_Requirement 1_. List every method called in the code snippet of the Java sharp-s thread.
_Requirement 2_. Rewrite everything from "outputs true 3" down to "a known issue?" in the Java sharp-s thread, changing "issue" to "bug".

** START Source extract **

17

my first question here :-)
Did my best reading the rules and searching if the question was already asked before.

The following code

    String[] strings = {"cAsE", "\u00df"};
    for (String str : strings) {
        System.out.println(str.equalsIgnoreCase(str.toLowerCase()));
        System.out.println(str.equalsIgnoreCase(str.toUpperCase()));
    }

outputs true 3 times (cAsE = case; cAsE = CASE; ß = ß) but also 1 false (ß != SS). Tried using toLowerCase(Locale) but it did't help.

Is this a known issue?

targumon
  • 1,041
  • 12
  • 26
  • 1
    Michael Kaplan has written extensively about the German Sharp S character. Things have changed recently and I'd expect libraries to be playing some catch-up. Lots of good information here: http://blogs.msdn.com/michkap/archive/2008/05/15/8506679.aspx – Aidan Ryan Aug 26 '09 at 11:31

4 Answers4

11

Until recently, Unicode didn't define an uppercase version of s-sharp. I'm not sure whether the latest Java 7 version does already include this new character and whether it handles it correctly. I suggest to give it a try.

The reason why str.toLowerCase() doesn't return the same as str.toUpperCase().toLowerCase() is that Java replaces ß with SS but there is no way to go back, so SS becomes ss and the compare fails.

So if you need to level the case, you must use str.toLowerCase(). If not, then simply calling equalsIgnoreCase() without any upper/lower conversion should work, too.

** END Source extract **
** START Material shown **

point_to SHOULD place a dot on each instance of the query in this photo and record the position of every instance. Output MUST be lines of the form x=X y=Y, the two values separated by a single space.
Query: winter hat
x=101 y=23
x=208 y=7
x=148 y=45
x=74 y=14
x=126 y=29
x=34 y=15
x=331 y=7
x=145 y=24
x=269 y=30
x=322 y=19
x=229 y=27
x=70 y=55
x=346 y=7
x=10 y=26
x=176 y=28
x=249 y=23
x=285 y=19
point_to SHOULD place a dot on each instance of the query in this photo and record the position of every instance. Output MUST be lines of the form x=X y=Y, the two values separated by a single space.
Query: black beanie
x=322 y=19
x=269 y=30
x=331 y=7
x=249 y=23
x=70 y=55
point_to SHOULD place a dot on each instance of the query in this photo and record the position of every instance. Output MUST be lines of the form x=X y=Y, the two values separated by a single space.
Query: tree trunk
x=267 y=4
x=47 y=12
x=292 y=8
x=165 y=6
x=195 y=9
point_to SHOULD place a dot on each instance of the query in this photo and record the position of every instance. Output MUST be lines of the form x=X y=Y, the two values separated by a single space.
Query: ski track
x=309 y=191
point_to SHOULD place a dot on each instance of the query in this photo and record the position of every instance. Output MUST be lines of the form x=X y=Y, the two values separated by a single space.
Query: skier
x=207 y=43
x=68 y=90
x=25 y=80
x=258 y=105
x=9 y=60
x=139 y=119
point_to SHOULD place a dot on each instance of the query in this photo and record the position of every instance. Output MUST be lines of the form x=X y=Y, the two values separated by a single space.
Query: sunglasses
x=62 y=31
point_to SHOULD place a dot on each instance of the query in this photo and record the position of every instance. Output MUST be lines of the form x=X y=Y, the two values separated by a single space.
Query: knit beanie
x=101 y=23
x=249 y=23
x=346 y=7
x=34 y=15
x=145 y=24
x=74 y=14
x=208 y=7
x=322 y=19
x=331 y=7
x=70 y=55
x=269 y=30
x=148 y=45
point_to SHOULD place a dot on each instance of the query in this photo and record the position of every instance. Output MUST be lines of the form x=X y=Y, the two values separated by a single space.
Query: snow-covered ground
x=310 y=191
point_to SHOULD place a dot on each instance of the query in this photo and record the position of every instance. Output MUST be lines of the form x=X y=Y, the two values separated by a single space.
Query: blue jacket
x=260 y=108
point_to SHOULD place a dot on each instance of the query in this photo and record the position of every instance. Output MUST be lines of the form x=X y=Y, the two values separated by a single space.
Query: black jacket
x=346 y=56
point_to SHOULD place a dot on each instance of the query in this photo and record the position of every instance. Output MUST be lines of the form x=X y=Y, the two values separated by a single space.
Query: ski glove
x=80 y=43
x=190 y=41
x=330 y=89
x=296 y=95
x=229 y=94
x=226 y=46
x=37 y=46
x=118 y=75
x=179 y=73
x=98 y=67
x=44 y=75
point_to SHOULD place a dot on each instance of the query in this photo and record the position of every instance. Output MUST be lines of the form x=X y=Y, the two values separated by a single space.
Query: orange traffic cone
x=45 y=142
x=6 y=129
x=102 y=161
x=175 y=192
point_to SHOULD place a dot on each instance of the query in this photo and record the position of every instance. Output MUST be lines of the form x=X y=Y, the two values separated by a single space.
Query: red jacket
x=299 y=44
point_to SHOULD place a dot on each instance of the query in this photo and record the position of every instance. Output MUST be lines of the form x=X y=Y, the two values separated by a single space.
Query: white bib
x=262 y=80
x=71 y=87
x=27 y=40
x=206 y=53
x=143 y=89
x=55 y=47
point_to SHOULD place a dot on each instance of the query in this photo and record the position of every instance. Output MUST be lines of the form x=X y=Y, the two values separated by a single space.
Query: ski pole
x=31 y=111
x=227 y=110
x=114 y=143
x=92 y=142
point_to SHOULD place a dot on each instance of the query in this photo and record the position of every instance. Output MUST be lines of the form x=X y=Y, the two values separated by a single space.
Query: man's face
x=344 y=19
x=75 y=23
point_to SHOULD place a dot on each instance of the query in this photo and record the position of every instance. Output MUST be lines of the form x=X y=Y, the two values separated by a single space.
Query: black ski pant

** END Material shown **

_Exercise answer 1_. println, equalsIgnoreCase, toLowerCase, toUpperCase

_Exercise answer 2_.
outputs true 3 times (cAsE = case; cAsE = CASE; ß = ß) but also 1 false (ß != SS). Tried using toLowerCase(Locale) but it did't help.

Is this a known bug?